[[ Text open ]]
Ever wonder if a dog's severed head could be grafted to another pooch's body and survive? How about whether artificial insemination could result in a human-chimpanzee hybrid? Do you think a gay man can be turned straight by stimulating the brain's sexual-pleasure center?

Of course you've never thought about such things; why would you? But somebody has.



These scientific curiosities and dozens of other truly weird experiments are chronicled in Alex Boese's astonishing and highly readable "Elephants on Acid: And Other Bizarre Experiments."

In deft and witty prose, Boese lays out the quests of a long, strange line of scientists - some legitimate, but many in league with Dr. Frankenstein.

Boese holds a master's degree in the history of science from University of California San Diego. He has put his fascination with oddities to good use in two previous books, "The Museum of Hoaxes" and "Hippo Eats Dwarf," in which he debunks urban myths and Internet and advertising hoaxes.

But the experiments in his new tome were quite real.
[[ Text closed ]]
[[ Provided material open ]]
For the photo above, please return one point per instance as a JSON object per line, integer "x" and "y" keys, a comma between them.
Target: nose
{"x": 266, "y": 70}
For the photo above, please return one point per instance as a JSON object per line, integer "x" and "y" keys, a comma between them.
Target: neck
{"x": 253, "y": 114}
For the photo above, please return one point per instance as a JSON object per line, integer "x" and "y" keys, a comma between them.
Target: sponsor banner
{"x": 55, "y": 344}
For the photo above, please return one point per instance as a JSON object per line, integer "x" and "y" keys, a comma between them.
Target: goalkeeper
[[ Provided material closed ]]
[[ Provided material open ]]
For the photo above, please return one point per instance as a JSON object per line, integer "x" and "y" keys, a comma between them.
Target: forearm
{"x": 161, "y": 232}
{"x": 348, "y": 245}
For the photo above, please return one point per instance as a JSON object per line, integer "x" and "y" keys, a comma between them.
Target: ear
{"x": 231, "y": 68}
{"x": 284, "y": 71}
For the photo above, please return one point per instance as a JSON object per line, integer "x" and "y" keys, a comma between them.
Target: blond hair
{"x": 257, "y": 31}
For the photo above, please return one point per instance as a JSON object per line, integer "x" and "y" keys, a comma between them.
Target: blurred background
[[ Provided material closed ]]
### Task details
From the review:
(a) What degree does Boese hold, and from which university?
(b) What are the titles of his two previous books?
(c) What is the full title of his new book?
Answer using only the review.

### Written solution
(a) A master's degree in the history of science from University of California San Diego.
(b) "The Museum of Hoaxes" and "Hippo Eats Dwarf."
(c) "Elephants on Acid: And Other Bizarre Experiments."